● **QUOTED PASSAGE**:
Recipe: SOUR CREAM POUND CAKE
- 3 cups sugar
- 3/4 cup stick margarine, softened
- 1-1/3 cups egg substitute
- 1-1/2 cups low-fat sour cream
- 1 teaspoon baking soda
- 4-1/2 cups sifted cake flour
- 1/4 teaspoon salt
- 2 teaspoons vanilla extract
- Cooking spray
Preheat oven to 325 degrees. Beat sugar and margarine at medium speed of a mixer until well-blended (about 5 minutes). Gradually add egg substitute, beating well. Combine sour cream and baking soda. Stir well; set aside. Combine flour and salt. Add flour mixture to creamed mixture alternately with sour cream mixture, beginning and ending with flour mixture. Stir in vanilla.
Pour batter into a 10-inch tube pan coated with cooking spray. Bake at 325 degrees for 1 hour and 35 minutes or until a wooden pick inserted in center comes out clean. Cool in pan 10 minutes; remove from pan. Let cool completely on a wire rack. Yield: 24 servings (serving size: 1 slice).
Note: Eight egg whites can be used in place of egg substitute, if desired. Add one at a time to sugar mixture.
CALORIES 250 (28% from fat); FAT 7.7g (sat 2.3g, mono 3.1g, poly 1.9g); PROTEIN 3.5g; CARB 41.9g; FIBER 0g; CHOL 6mg; IRON 1.8mg; SODIUM 170mg; CALC 25mg.

● **TASK TO CARRY OUT**:
Retype the part of the pound cake recipe from "Recipe: SOUR CREAM" to "Stir in vanilla." with no changes. Rely only on the text for what follows.

● **PROVIDED DATA**:
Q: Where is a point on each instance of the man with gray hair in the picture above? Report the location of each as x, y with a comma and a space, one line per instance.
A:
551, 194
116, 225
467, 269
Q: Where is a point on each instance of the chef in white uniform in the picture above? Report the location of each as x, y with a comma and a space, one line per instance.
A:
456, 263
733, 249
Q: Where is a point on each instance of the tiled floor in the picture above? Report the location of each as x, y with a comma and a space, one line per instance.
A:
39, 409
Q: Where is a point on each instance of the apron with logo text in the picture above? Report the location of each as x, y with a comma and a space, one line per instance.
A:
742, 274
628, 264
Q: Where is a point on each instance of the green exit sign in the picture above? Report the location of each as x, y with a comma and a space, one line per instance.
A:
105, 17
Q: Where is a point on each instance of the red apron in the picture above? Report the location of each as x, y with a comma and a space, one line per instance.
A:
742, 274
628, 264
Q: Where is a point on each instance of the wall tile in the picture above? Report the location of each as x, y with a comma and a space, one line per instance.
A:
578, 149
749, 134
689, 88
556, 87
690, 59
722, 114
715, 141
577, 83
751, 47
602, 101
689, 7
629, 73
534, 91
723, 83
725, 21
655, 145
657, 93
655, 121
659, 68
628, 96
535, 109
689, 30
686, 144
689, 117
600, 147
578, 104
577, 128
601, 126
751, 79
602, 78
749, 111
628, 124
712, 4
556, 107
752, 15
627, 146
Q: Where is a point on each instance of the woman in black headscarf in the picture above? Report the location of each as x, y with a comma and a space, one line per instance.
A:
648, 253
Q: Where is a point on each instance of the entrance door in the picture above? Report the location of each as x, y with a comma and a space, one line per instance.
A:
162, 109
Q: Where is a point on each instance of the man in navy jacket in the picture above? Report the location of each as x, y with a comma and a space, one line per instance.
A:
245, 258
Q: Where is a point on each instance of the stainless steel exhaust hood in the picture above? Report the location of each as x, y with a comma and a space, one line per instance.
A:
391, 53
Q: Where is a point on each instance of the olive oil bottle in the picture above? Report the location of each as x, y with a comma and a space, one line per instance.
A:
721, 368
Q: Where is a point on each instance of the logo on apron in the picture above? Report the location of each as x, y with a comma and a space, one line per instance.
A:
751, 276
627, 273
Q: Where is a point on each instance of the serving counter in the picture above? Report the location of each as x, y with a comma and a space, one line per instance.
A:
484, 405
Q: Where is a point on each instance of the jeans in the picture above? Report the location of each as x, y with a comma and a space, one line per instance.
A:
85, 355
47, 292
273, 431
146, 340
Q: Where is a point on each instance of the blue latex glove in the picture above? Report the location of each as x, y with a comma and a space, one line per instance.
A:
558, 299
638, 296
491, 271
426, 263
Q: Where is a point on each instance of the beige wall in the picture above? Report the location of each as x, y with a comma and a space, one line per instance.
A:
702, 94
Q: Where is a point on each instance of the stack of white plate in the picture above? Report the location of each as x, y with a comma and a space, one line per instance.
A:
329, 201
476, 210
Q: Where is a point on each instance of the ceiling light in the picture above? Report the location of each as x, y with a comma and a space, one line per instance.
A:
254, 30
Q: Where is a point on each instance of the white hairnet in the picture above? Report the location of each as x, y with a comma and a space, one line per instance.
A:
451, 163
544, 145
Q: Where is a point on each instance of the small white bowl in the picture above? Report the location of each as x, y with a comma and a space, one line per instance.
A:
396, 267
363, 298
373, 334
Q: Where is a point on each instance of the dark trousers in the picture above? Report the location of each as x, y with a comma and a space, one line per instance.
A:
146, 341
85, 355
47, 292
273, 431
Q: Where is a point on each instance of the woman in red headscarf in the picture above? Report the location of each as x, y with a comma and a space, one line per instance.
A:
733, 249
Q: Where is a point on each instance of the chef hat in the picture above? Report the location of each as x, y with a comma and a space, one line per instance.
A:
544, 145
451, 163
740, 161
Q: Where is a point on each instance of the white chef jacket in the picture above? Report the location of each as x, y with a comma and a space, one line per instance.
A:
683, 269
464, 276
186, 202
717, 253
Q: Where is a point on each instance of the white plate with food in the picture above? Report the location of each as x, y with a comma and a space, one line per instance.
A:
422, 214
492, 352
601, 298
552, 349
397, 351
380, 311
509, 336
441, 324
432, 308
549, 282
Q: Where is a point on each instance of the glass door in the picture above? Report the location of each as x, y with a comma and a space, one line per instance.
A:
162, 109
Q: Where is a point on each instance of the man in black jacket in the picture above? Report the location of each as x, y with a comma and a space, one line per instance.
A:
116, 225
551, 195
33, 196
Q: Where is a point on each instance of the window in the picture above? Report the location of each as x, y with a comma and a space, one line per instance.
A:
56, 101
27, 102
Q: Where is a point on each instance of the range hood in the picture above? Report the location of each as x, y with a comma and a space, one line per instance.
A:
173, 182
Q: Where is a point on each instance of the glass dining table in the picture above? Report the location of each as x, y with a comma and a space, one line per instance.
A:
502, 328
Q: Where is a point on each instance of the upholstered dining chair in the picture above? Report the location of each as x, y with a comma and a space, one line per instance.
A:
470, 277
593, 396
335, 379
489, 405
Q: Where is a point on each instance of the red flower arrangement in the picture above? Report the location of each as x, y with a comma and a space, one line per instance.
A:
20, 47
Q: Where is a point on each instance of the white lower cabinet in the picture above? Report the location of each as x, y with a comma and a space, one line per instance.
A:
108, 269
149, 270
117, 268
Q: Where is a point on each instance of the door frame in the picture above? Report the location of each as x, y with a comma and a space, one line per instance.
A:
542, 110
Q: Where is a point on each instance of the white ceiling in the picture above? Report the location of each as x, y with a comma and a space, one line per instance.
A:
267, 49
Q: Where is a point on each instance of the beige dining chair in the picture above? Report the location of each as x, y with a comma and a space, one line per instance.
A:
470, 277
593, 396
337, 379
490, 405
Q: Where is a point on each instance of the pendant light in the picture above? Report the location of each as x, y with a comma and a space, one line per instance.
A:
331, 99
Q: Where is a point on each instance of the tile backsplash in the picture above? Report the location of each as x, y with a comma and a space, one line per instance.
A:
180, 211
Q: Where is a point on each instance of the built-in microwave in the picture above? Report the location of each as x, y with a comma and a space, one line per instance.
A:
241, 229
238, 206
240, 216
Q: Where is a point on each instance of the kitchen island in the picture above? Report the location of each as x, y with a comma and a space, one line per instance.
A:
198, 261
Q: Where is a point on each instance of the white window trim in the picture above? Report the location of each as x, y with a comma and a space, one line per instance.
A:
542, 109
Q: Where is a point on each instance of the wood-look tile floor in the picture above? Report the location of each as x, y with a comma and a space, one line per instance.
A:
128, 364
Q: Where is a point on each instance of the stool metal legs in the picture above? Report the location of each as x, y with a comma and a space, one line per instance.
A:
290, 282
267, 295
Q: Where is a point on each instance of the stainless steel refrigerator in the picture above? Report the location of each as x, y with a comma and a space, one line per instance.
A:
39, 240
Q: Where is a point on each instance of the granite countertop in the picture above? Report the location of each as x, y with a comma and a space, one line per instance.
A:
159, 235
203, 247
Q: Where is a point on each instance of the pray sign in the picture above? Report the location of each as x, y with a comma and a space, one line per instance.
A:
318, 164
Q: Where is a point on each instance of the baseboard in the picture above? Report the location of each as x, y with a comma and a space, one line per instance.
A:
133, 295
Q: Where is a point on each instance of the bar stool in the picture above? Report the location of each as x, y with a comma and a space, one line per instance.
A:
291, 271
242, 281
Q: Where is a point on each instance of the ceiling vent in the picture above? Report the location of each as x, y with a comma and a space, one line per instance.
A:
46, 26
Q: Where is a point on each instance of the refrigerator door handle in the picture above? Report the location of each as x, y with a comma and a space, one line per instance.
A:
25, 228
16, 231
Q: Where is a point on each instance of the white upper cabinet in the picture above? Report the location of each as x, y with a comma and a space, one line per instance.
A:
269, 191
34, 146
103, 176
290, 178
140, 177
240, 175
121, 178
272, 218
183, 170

● **WRITTEN RESPONSE**:
Recipe: SOUR CREAM POUND CAKE
- 3 cups sugar
- 3/4 cup stick margarine, softened
- 1-1/3 cups egg substitute
- 1-1/2 cups low-fat sour cream
- 1 teaspoon baking soda
- 4-1/2 cups sifted cake flour
- 1/4 teaspoon salt
- 2 teaspoons vanilla extract
- Cooking spray
Preheat oven to 325 degrees. Beat sugar and margarine at medium speed of a mixer until well-blended (about 5 minutes). Gradually add egg substitute, beating well. Combine sour cream and baking soda. Stir well; set aside. Combine flour and salt. Add flour mixture to creamed mixture alternately with sour cream mixture, beginning and ending with flour mixture. Stir in vanilla.